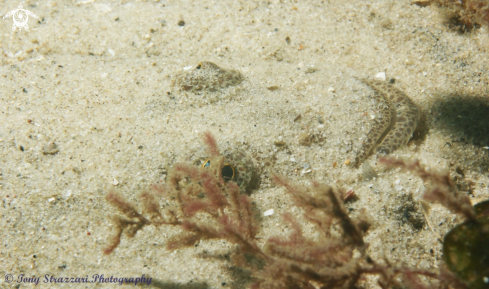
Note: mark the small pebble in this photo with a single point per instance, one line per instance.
(50, 149)
(380, 76)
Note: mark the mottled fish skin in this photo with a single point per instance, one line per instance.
(208, 76)
(381, 126)
(403, 115)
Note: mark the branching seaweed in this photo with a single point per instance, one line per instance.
(206, 207)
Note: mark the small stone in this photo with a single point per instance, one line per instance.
(380, 76)
(67, 194)
(50, 149)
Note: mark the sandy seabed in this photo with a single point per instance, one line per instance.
(96, 77)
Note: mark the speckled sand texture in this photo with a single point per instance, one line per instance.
(96, 78)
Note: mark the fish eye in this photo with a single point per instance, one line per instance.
(227, 172)
(206, 164)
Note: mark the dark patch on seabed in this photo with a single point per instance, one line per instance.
(464, 120)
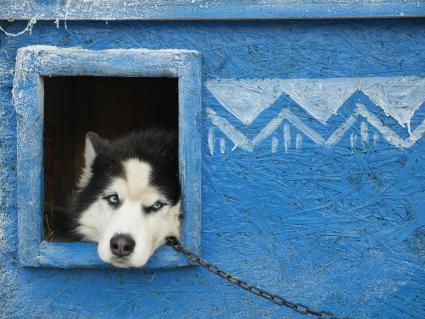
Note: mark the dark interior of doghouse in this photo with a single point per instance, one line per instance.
(109, 106)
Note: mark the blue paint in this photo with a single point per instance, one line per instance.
(205, 9)
(34, 62)
(334, 228)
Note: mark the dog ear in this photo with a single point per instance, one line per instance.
(94, 144)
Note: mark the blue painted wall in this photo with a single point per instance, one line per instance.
(339, 227)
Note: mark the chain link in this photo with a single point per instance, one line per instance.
(276, 299)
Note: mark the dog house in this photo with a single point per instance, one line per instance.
(301, 153)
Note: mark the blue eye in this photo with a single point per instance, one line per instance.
(157, 205)
(112, 200)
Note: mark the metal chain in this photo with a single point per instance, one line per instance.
(276, 299)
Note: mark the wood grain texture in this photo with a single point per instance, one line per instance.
(207, 9)
(328, 227)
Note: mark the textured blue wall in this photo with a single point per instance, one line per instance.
(334, 225)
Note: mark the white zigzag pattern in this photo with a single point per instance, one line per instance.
(240, 140)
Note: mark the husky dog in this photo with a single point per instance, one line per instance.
(128, 198)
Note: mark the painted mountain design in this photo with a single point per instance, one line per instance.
(322, 110)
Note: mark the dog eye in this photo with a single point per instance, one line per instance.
(155, 207)
(112, 200)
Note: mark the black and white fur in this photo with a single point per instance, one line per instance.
(128, 198)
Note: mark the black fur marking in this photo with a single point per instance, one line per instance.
(157, 147)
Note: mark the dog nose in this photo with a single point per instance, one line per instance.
(122, 245)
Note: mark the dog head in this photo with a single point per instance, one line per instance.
(129, 196)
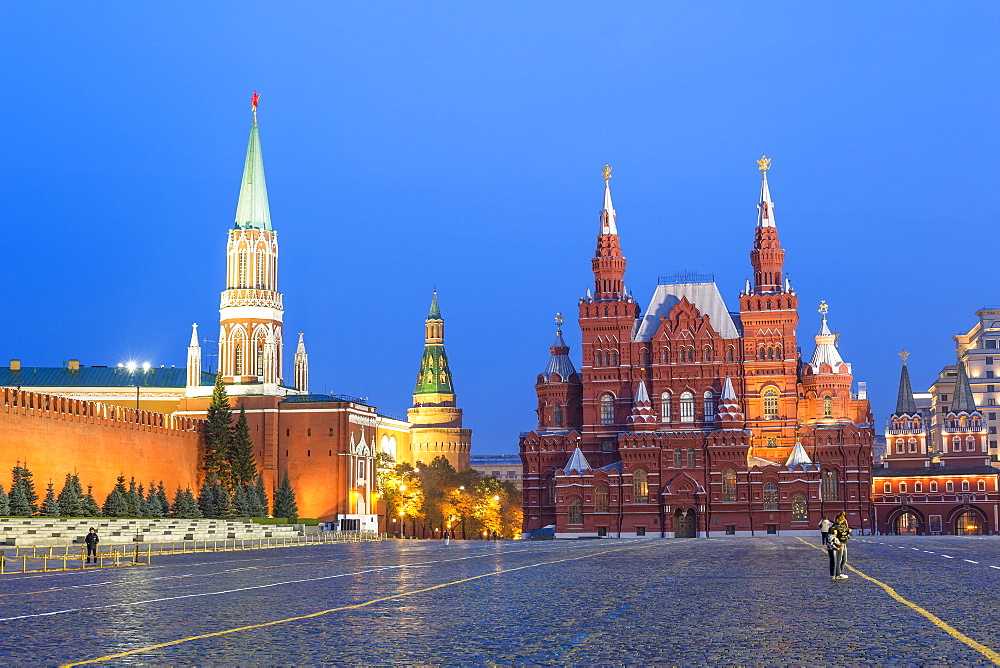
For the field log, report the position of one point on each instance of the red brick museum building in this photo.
(688, 419)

┄┄┄┄┄┄┄┄┄┄┄┄┄┄┄┄┄┄┄┄

To do
Omit the pictures, then give every record back exactly as it stands.

Exercise answer
Note: mark the small pebble in this photo with a single point per instance, one line per instance.
(50, 149)
(380, 76)
Note: mark the mottled fish skin in this photo with a single point per instance, one line per instance.
(208, 76)
(381, 126)
(403, 115)
Note: mark the branching seaweed in this photo with a single point per instance, one line per instance.
(206, 207)
Note: mark the small stone in this photo with a single point per instance, one line per instance.
(380, 76)
(67, 194)
(50, 149)
Note: mark the sandy seabed in this photo with a single point per instance, one line per instance.
(96, 77)
Note: mark the speckled sand texture in this photo with a single point per instance, one line per instance.
(96, 78)
Note: mark the fish eye in this photo with a single point per instance, one line per instance.
(227, 172)
(206, 164)
Note: mark the dark patch on seabed in this photo with a single point per instance, one line per instance.
(464, 120)
Note: mark the dark interior of doghouse in this photo with a single point per instance, one line per instance.
(109, 106)
Note: mark the blue paint in this photo with a single point per instance, one line per instance.
(205, 9)
(34, 62)
(334, 228)
Note: mark the dog ear in this photo with a single point per instance, one line per instance.
(94, 144)
Note: mark the blue painted wall in this photo with a single point per instance, one line per instance.
(339, 227)
Note: mark the chain link in this photo with a single point per instance, one line per instance.
(276, 299)
Note: mark the dog house in this photo with a single point per instance, one line per instance.
(301, 153)
Note: mark the blue eye in this photo with a single point per instance, one line per instance.
(157, 205)
(112, 200)
Note: mark the metal chain in this photo with a single point per instance, one line per instance.
(276, 299)
Note: mark the wood grain texture in this photo with a single point per instance, one line per instance.
(207, 9)
(328, 227)
Note: mark the textured blue wall in this photo with a single point per instance, one line per instance.
(334, 225)
Note: mark the white zigzag pattern in this photo with a single point per instance, one line per instance.
(240, 140)
Note: mark the husky dog in this photo with a single point per instance, one line per instance.
(128, 198)
Note: mark the painted mountain design in this photo with a single point per instance, one line per instance.
(322, 110)
Note: mark the dog eye in this photo with a single point per instance, one line per instance.
(155, 207)
(112, 200)
Note: mark the black and white fur in this photo with a single point per instance, one line per instance.
(128, 198)
Note: mark the black fur marking in this photo with a single point per instance, one line per instance.
(157, 147)
Note: mark the dog nose in this photo with a single point per instance, one line per instance.
(122, 245)
Note: mark the dog head in this photo with a single point per instance, one line per instance.
(129, 196)
For the field log, report the position of one point on each instance of the red brick museum building in this photo.
(688, 419)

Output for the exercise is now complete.